Please reproduce all of the lines below word for word, leaving out the pictures.

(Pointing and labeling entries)
-- start --

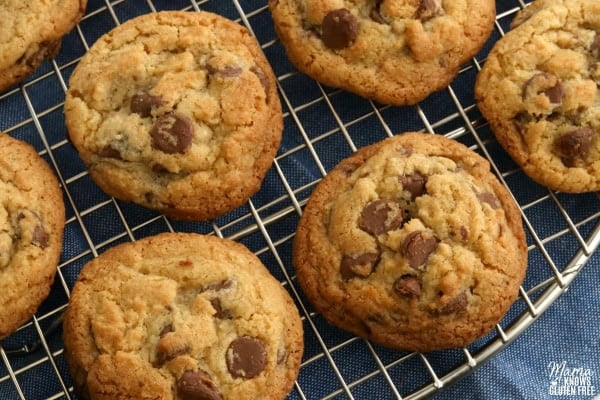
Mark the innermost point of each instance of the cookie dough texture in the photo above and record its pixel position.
(411, 243)
(32, 218)
(539, 91)
(392, 51)
(181, 316)
(177, 112)
(31, 31)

-- end --

▶ [Task solution]:
Mark the innermost point of each instance of the cookie dough texture in the photo above and record its pixel position.
(411, 243)
(32, 218)
(539, 91)
(392, 51)
(181, 316)
(177, 112)
(31, 31)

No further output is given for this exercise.